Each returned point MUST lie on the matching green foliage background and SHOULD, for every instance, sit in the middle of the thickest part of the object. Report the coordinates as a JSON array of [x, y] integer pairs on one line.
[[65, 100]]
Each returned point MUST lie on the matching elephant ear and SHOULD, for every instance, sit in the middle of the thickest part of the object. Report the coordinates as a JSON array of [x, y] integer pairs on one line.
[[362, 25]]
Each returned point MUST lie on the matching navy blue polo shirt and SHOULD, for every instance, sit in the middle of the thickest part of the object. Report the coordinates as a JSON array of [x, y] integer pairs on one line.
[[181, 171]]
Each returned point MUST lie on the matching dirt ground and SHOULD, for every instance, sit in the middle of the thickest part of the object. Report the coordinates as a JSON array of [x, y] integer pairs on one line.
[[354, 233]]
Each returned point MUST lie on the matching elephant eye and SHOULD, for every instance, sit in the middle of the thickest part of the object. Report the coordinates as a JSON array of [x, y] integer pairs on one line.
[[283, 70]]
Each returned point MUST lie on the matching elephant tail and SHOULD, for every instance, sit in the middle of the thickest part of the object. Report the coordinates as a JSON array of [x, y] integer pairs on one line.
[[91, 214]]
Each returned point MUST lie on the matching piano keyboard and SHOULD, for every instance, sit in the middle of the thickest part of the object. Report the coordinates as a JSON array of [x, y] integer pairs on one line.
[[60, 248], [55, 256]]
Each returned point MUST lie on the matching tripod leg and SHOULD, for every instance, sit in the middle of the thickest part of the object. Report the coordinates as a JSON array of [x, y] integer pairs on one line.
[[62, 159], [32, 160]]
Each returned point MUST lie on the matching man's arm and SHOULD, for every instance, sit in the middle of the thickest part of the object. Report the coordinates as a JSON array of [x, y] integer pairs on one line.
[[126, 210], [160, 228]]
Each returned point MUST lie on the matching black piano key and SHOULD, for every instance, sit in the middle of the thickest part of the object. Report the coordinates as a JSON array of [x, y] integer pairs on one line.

> **Short task**
Rewrite the stretch from the line containing "Each returned point MUST lie on the matching elephant eye" through the line containing "[[91, 214]]", swapping "thickest" for "widest" and leaving everything else unchanged.

> **The solution**
Each returned point MUST lie on the matching elephant eye and SHOULD, for every instance, sit in the middle of the widest part of the object. Report the coordinates as a JSON array of [x, y] integer pairs on one line.
[[283, 70]]
Each returned point MUST lie on the matching elephant tail and SHOULD, for every instance, sit in the middle of the widest part of the object. Report the coordinates as a JSON array of [x, y] integer pairs on one line.
[[91, 214]]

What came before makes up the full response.